(What is needed): Which lines run from the line containing "Query: dusty orange earth" through the end of the records below? Reproduce them exactly, and nothing else.

___ Available data ___

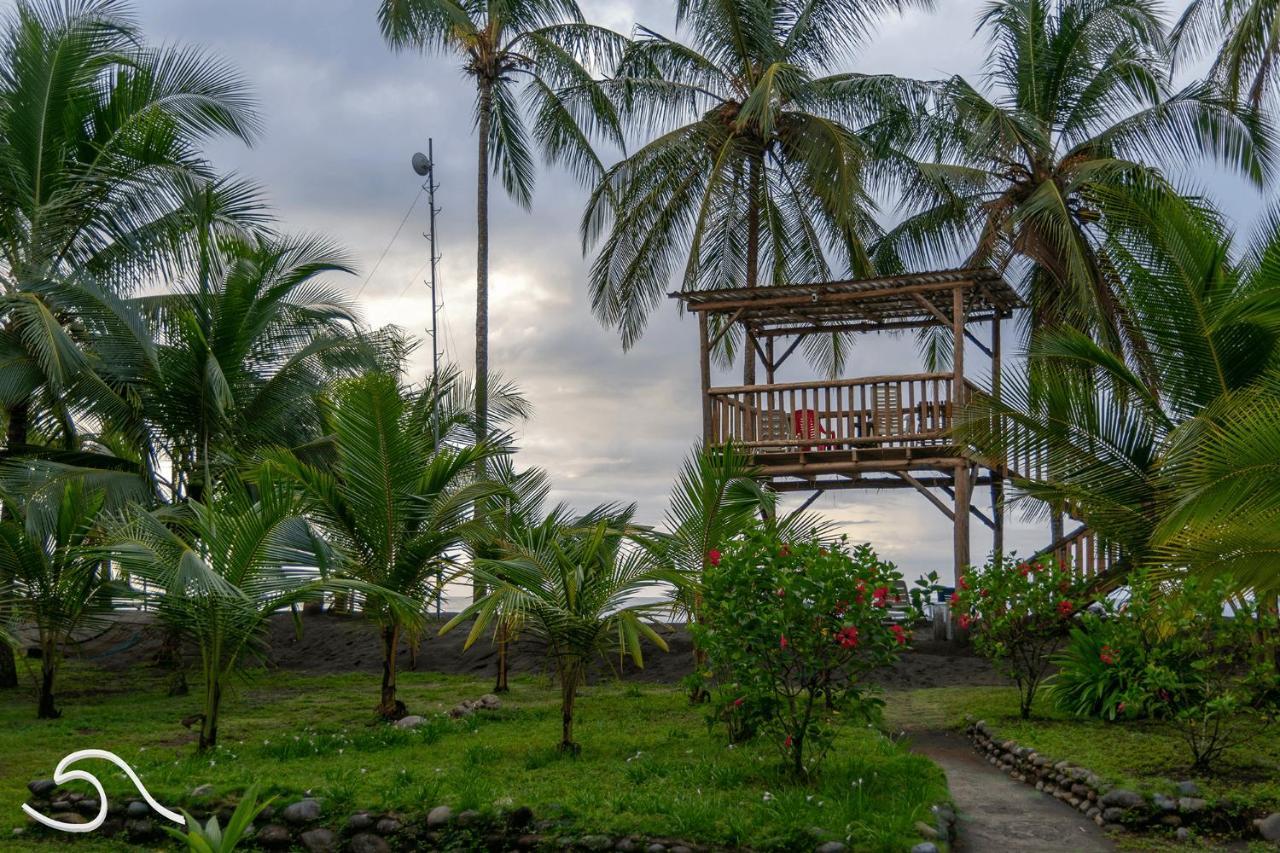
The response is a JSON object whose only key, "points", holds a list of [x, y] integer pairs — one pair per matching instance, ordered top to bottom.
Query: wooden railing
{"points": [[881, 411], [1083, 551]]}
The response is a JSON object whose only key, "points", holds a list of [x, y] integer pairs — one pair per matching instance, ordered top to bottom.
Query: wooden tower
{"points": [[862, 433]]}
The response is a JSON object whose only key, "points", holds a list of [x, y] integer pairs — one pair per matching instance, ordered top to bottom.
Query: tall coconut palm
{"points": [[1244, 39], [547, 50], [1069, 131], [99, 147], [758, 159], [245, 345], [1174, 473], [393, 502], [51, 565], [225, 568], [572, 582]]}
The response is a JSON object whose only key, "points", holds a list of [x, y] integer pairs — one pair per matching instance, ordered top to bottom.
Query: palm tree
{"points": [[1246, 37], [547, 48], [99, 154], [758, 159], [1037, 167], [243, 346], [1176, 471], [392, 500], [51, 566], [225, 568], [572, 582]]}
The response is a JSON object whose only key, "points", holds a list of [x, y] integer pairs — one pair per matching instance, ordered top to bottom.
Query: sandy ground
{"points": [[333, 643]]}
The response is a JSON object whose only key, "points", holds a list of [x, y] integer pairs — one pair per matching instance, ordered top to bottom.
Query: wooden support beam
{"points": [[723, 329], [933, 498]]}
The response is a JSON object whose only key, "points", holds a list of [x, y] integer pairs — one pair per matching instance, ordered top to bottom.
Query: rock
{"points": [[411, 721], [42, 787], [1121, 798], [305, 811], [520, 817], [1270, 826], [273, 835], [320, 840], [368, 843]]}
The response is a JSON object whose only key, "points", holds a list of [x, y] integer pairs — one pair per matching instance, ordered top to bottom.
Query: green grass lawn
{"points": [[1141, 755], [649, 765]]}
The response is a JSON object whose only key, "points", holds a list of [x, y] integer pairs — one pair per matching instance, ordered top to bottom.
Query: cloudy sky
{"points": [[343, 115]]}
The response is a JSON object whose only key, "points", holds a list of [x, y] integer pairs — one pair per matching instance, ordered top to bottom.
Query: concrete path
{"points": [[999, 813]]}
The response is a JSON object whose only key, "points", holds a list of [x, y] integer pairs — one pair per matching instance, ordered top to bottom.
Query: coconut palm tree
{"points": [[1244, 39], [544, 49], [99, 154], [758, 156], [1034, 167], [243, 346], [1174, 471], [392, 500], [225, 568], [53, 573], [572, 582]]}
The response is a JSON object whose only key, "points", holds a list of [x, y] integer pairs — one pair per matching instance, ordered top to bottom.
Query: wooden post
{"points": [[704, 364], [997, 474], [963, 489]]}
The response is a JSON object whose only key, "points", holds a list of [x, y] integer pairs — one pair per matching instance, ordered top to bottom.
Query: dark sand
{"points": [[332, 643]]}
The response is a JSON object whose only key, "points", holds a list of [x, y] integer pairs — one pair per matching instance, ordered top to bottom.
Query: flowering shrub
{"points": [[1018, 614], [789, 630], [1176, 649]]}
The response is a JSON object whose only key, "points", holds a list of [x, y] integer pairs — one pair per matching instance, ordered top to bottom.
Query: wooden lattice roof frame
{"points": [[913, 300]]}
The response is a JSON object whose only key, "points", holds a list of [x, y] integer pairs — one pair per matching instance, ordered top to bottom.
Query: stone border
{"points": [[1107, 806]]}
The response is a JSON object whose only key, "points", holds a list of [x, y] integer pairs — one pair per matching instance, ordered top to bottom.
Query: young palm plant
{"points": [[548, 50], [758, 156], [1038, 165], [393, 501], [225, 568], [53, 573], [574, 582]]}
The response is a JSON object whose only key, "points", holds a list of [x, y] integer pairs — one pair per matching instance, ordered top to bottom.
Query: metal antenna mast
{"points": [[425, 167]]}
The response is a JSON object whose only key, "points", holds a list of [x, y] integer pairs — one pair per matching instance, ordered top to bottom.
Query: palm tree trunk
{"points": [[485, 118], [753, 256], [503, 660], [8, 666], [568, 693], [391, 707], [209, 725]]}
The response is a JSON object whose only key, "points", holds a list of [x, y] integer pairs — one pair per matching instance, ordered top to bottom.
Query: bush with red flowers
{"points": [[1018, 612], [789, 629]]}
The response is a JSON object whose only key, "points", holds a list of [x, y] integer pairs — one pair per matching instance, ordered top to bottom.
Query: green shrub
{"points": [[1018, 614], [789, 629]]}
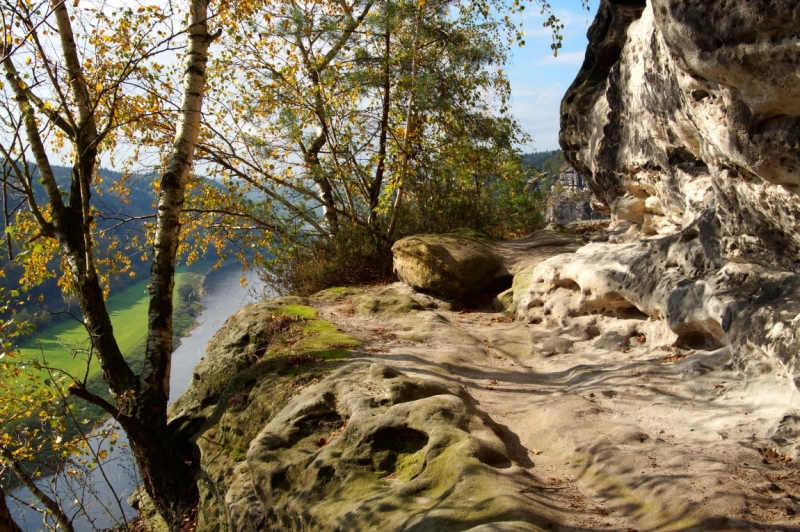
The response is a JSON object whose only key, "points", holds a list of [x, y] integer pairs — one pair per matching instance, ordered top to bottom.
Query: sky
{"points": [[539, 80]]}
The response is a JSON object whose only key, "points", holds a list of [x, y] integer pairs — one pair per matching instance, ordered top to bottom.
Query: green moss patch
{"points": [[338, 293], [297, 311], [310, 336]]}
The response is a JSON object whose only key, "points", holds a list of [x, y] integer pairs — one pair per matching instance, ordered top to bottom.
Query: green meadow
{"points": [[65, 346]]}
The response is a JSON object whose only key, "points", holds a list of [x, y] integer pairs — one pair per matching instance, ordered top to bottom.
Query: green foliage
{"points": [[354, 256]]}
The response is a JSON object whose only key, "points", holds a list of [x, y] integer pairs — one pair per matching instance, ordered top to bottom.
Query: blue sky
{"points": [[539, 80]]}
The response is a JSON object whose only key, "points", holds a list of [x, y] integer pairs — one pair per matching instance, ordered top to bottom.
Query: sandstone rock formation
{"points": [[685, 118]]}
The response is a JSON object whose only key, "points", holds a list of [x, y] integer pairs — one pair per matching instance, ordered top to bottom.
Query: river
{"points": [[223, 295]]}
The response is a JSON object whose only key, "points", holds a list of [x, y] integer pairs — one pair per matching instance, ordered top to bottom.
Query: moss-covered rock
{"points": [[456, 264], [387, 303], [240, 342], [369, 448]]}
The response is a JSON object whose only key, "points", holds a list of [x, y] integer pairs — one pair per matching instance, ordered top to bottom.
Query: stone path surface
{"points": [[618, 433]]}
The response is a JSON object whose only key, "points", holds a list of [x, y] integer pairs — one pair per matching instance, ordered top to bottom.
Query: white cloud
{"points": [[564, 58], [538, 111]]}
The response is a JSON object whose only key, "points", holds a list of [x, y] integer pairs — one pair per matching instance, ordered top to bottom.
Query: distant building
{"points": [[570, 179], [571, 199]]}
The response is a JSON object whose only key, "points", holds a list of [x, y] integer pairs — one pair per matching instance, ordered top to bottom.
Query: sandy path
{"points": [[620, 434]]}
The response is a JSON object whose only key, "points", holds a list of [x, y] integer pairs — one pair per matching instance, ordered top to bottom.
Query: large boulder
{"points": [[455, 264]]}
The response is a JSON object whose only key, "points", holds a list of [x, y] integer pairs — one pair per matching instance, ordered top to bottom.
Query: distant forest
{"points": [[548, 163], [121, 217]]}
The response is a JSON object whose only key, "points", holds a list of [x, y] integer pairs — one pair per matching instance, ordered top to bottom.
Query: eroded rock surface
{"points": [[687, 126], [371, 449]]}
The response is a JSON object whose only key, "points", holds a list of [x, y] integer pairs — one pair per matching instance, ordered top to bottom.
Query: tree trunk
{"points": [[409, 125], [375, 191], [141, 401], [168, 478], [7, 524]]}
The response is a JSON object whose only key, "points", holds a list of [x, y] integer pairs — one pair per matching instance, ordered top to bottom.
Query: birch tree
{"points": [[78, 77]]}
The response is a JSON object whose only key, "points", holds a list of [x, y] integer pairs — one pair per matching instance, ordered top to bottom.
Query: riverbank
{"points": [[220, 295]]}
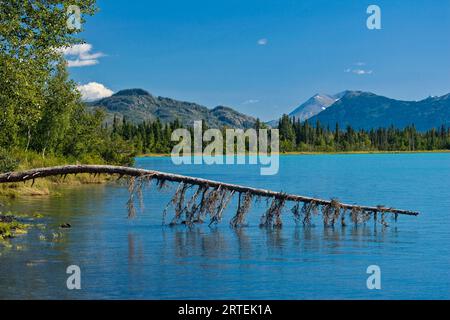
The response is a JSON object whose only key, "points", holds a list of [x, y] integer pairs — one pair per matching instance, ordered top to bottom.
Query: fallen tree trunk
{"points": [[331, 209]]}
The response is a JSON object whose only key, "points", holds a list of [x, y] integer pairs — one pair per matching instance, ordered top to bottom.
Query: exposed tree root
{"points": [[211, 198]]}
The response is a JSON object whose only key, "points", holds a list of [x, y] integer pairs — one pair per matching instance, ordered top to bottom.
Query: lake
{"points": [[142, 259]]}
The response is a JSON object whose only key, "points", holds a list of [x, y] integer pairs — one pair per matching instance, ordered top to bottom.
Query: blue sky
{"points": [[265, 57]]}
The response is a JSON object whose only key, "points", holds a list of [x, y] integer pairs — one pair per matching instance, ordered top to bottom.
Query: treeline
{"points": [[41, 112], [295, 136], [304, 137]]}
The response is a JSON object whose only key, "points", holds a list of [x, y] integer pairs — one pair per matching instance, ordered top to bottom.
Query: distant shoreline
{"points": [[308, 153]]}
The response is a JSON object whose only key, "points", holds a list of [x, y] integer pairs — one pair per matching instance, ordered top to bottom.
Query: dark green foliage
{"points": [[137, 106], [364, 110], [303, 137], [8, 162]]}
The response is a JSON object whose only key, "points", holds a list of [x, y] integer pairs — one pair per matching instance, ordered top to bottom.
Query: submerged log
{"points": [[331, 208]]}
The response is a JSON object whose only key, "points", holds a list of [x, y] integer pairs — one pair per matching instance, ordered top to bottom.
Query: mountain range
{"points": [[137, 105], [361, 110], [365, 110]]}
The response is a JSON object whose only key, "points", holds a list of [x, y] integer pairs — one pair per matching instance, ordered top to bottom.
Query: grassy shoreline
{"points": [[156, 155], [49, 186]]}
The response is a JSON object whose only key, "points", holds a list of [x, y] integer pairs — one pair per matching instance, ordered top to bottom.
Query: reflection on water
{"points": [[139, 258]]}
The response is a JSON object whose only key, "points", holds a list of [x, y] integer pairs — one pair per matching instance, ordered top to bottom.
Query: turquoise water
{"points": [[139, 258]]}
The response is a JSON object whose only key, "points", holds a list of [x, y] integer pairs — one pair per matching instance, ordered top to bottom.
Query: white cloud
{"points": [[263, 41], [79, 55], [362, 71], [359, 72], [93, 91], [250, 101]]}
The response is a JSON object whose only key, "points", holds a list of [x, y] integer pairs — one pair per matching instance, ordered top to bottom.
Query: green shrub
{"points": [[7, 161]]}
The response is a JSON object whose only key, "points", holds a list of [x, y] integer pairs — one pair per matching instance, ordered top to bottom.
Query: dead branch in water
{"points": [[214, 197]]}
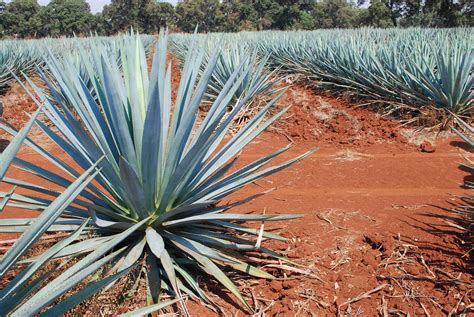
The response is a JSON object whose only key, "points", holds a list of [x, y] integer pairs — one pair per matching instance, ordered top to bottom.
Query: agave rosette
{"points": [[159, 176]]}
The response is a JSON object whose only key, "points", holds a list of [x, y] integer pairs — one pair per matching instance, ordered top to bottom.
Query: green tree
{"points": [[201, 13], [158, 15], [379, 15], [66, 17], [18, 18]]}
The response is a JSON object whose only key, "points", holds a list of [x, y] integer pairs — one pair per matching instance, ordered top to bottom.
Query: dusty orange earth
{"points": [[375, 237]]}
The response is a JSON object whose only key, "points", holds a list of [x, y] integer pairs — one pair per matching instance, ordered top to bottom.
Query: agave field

___

(Task solution):
Query: dusty orange earth
{"points": [[375, 237]]}
The response is a JSON object whose only key, "points", holds a list of [x, y] integer pairs — one pair per matching instance, ordered top to bottom.
Query: agave field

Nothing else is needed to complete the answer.